■ GOAL OF THE EXERCISE: The answer should hold exactly the lines of the entries below from the one containing "Query: front tooth" through the last line, both included.

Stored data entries
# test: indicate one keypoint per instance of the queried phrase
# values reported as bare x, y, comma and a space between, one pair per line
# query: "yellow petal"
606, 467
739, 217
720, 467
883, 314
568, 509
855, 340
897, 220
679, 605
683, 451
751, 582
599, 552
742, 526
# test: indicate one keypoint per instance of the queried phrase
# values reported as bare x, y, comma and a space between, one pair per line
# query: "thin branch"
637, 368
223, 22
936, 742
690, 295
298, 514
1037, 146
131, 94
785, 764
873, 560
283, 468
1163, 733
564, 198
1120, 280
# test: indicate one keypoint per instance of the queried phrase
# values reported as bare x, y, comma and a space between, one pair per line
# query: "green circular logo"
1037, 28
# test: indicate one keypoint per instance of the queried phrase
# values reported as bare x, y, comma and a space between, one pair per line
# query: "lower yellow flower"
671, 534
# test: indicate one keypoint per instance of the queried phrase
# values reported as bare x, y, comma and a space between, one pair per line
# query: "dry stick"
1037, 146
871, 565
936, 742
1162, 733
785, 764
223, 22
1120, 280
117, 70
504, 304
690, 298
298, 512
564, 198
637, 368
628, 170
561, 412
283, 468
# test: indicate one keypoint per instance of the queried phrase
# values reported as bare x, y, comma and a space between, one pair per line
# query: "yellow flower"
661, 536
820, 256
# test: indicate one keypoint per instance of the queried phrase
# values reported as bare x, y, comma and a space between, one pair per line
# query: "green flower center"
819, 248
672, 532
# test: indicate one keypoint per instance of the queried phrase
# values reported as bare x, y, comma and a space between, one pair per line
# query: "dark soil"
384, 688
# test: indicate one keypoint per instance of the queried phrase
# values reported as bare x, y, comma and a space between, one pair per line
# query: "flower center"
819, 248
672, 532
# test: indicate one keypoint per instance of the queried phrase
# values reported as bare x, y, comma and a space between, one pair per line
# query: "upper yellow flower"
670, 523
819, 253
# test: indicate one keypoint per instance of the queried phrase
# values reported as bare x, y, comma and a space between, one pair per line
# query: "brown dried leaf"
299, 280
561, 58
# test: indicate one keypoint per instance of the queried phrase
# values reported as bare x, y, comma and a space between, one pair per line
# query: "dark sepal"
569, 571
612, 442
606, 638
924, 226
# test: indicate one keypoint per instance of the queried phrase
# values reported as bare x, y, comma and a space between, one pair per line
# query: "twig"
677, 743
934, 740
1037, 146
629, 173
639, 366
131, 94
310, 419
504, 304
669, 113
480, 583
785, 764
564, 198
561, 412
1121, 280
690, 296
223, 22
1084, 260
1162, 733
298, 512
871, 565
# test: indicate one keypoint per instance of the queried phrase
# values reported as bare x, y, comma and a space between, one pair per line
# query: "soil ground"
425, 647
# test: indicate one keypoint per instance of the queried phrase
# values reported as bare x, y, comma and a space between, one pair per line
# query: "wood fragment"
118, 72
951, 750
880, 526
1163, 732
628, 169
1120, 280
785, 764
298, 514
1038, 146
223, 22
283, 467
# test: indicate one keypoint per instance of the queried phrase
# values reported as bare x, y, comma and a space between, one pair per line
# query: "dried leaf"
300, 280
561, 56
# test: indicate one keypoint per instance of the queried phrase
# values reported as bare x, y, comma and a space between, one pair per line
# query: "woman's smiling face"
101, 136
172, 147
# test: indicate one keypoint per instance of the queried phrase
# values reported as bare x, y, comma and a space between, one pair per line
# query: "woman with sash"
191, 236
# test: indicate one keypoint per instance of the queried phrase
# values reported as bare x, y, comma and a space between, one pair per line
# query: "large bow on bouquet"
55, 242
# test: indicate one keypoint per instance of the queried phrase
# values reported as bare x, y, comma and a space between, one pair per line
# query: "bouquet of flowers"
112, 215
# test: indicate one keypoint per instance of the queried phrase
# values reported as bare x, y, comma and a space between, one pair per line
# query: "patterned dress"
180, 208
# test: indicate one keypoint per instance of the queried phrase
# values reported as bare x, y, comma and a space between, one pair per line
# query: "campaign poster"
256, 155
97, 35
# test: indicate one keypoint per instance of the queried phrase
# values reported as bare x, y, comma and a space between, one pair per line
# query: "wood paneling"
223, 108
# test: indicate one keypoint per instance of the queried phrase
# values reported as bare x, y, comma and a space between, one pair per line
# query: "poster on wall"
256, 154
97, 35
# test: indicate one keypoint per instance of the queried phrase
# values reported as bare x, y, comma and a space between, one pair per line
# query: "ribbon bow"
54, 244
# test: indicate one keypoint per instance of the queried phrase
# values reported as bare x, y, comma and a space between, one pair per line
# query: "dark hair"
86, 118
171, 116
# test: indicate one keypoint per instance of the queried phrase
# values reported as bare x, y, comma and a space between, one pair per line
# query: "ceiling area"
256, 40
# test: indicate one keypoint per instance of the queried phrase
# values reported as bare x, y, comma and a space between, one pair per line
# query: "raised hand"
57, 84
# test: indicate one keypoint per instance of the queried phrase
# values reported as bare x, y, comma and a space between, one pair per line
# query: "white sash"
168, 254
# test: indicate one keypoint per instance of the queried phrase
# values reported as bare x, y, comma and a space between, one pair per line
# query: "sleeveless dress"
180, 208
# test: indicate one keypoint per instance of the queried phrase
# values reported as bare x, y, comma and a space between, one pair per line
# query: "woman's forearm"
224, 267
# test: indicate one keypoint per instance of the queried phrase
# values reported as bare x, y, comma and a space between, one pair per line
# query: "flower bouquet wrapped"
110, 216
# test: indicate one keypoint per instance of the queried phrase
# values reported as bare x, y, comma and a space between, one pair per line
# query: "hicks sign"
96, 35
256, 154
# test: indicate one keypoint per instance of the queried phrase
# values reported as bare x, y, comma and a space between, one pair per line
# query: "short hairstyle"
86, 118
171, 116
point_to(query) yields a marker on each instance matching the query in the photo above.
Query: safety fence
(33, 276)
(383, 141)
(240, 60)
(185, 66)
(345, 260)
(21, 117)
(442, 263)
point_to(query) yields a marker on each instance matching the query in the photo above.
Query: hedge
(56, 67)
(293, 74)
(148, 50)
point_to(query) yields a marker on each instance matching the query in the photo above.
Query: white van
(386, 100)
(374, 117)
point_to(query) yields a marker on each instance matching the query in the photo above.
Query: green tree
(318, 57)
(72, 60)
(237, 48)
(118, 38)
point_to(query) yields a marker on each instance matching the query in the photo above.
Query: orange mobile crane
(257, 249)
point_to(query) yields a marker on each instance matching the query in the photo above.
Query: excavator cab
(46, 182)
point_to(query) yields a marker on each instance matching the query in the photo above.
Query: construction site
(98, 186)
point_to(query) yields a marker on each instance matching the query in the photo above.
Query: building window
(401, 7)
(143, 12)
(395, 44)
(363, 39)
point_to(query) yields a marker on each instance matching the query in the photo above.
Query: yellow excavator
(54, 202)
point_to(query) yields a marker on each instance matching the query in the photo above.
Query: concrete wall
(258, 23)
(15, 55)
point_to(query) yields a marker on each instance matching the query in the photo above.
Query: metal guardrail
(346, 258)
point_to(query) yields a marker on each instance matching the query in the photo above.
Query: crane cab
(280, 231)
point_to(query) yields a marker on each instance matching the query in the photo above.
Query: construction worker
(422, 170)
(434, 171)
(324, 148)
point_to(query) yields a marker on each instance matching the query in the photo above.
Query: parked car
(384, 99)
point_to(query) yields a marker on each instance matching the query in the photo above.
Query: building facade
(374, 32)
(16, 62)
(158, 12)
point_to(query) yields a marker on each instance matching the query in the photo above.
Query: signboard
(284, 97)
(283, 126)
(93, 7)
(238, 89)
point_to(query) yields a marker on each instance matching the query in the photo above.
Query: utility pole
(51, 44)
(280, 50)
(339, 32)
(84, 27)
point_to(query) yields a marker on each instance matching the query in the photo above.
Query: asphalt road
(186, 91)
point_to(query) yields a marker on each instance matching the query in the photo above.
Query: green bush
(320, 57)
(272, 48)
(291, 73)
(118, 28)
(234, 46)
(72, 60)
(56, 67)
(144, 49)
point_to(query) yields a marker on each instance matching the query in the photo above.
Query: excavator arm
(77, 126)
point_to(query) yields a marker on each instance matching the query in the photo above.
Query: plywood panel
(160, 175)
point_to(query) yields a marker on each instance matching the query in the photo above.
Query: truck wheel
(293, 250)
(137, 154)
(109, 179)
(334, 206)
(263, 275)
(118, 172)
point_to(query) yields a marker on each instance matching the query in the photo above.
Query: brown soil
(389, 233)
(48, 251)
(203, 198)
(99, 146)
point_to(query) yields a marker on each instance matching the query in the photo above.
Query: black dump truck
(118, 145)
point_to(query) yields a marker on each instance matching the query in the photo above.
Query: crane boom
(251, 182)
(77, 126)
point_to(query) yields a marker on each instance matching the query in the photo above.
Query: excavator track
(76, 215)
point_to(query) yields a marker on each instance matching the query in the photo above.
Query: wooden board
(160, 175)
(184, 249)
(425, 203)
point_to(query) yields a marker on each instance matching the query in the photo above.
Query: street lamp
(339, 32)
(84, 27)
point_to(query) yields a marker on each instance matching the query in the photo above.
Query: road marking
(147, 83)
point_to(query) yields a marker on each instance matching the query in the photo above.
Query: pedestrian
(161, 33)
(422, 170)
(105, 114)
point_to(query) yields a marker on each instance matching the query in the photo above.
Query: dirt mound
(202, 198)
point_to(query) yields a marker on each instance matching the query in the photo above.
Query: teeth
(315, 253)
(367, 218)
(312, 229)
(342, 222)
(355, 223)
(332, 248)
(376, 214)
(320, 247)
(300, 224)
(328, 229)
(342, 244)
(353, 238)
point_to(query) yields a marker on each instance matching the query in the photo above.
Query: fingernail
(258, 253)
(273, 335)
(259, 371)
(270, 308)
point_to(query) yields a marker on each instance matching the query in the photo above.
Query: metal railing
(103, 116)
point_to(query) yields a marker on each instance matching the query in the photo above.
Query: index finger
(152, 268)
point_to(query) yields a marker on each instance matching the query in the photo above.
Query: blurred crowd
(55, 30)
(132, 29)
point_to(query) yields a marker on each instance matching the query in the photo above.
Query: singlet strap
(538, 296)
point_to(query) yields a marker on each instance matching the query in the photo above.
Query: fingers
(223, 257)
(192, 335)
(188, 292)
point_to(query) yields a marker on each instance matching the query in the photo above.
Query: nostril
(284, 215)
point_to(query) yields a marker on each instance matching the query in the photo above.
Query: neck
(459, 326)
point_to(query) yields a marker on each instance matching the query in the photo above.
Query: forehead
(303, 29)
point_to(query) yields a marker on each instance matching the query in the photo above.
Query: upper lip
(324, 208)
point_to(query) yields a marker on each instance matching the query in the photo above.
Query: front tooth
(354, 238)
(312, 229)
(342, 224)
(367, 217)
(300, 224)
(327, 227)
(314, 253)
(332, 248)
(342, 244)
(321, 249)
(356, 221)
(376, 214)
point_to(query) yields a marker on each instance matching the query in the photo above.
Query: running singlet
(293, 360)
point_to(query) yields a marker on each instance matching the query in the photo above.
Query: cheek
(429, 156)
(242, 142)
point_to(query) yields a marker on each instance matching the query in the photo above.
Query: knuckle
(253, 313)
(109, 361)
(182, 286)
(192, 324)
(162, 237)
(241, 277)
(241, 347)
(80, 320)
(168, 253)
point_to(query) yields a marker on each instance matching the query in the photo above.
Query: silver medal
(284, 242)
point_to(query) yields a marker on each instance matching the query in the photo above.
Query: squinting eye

■ YOUR RESPONSE:
Query: front tooth
(354, 238)
(312, 229)
(342, 224)
(367, 217)
(300, 224)
(327, 227)
(314, 253)
(332, 248)
(342, 244)
(321, 249)
(356, 221)
(376, 214)
point_to(query) yields a marker on each instance matching the query in the photo above.
Query: running singlet
(293, 360)
point_to(query) yields a marker on each instance matching the query in the photo above.
Query: cheek
(429, 156)
(242, 142)
point_to(query) yields a marker on each instance matching the query in the photo above.
Query: knuckle
(253, 313)
(109, 361)
(182, 286)
(192, 324)
(162, 237)
(241, 277)
(241, 347)
(80, 320)
(168, 253)
point_to(query) yields a marker on each instance matching the query in the photo above.
Query: silver medal
(284, 242)
point_to(query) yields a marker on each instance matching the query in the photo above.
Query: squinting eye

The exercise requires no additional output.